Problem details
Find where "Target: blue sky" occurs in the data below, and retype that line and every later line exactly.

Input records
========================================

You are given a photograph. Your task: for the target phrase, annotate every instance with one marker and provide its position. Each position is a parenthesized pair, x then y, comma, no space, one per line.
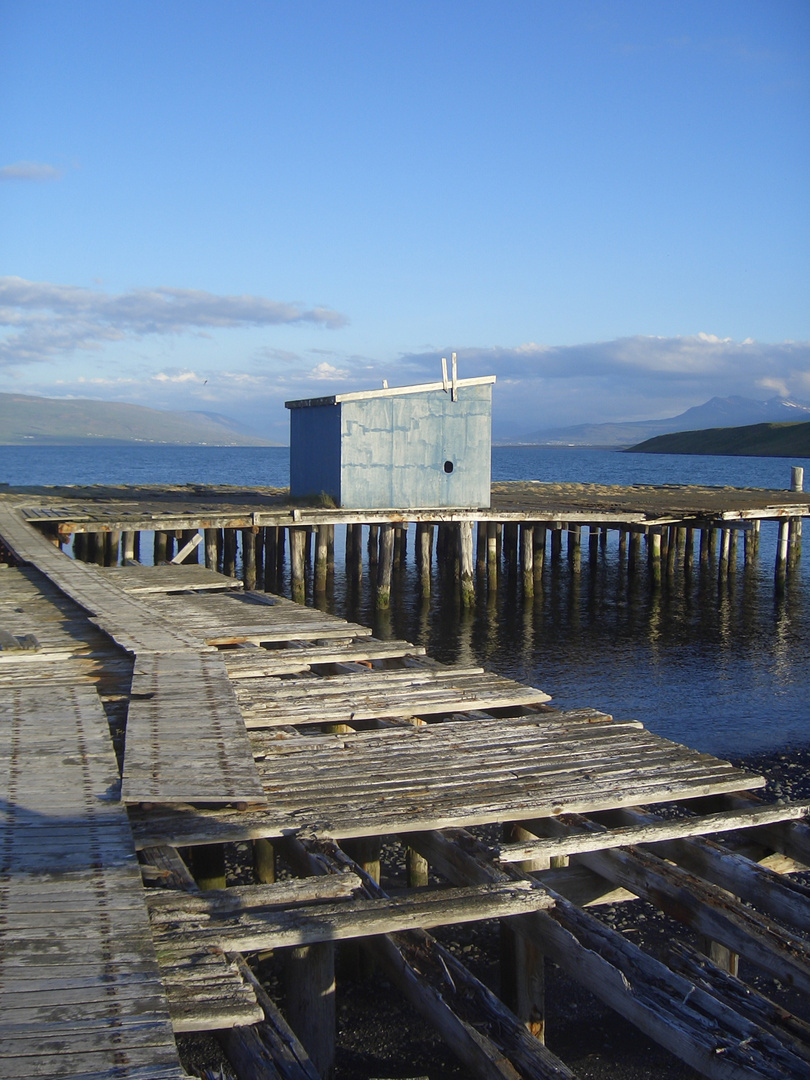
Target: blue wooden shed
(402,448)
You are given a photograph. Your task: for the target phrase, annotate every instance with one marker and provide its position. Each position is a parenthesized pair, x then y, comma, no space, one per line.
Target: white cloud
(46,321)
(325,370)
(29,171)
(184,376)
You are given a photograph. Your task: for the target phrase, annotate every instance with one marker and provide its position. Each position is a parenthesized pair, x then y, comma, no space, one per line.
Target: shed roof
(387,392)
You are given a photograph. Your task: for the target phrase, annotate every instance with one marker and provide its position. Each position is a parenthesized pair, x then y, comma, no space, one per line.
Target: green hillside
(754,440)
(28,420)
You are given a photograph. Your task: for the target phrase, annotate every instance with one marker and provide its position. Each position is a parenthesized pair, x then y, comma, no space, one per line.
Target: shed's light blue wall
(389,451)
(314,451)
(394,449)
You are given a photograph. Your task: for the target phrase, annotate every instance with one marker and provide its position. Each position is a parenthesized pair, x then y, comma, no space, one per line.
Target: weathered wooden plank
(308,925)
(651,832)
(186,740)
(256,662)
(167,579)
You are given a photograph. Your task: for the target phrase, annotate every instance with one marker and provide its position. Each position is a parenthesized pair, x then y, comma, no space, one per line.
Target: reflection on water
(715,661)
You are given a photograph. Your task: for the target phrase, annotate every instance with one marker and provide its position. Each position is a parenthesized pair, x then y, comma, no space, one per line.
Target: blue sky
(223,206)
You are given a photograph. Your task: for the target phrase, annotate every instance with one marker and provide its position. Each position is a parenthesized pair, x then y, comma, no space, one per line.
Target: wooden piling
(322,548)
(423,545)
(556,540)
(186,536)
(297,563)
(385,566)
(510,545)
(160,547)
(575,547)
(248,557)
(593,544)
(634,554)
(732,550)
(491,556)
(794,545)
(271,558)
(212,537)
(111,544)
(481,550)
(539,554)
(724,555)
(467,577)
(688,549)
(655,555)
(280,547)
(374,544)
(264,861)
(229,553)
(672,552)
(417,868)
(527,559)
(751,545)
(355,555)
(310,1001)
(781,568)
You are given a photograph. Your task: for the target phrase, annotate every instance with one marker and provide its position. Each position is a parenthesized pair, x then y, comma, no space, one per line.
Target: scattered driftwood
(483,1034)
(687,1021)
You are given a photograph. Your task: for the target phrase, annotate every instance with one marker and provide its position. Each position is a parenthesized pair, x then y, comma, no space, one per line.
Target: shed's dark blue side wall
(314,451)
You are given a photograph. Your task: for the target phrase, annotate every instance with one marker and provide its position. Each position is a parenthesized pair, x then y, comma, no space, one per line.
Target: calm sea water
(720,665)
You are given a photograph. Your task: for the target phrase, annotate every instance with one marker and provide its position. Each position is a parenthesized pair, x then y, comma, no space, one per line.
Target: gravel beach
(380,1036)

========================================

Reply to the exercise
Target: blue sky
(223,206)
You are given a photograph. Your task: for the target phrase, annotate every instance with one marker and provide its position. Each position is a parenthesized pair, x then y, comma, no space, one per line.
Target: wooden piling
(322,548)
(423,545)
(556,540)
(186,536)
(297,563)
(385,566)
(510,545)
(160,547)
(575,547)
(248,557)
(593,544)
(634,554)
(732,550)
(491,556)
(794,545)
(271,558)
(212,537)
(111,544)
(481,550)
(539,554)
(724,555)
(467,577)
(688,549)
(655,555)
(280,547)
(374,544)
(264,861)
(229,553)
(672,552)
(417,868)
(527,559)
(751,545)
(355,555)
(310,1001)
(781,568)
You are given a photograph. Your task: for the target phrase, annotate every instance with one marker and provide its position. Each position is a parenthesized pair, x then y, comma, no space, one per line.
Target: scattered driftwood
(483,1034)
(687,1021)
You are given a photograph. Your task: for the target phrase, annotate every instance with one marker and provide its position. Each position is a parenthesized pair, x then y, comma, no space, one per line.
Target: shed's dark blue side wall
(314,451)
You are given a photograph. Your task: for the target phrase, annotate every instance with one marker and provide its position. Each position is a parenthesized pair, x then y, comma, no space, one per line.
Target: calm sea water
(720,665)
You are given a photograph. Your task: for the target phrase, annotate every instance with one marker and provide its position. Each position is a parenthesized pair, x then y, comma, no space, one per line.
Target: gravel beach
(380,1036)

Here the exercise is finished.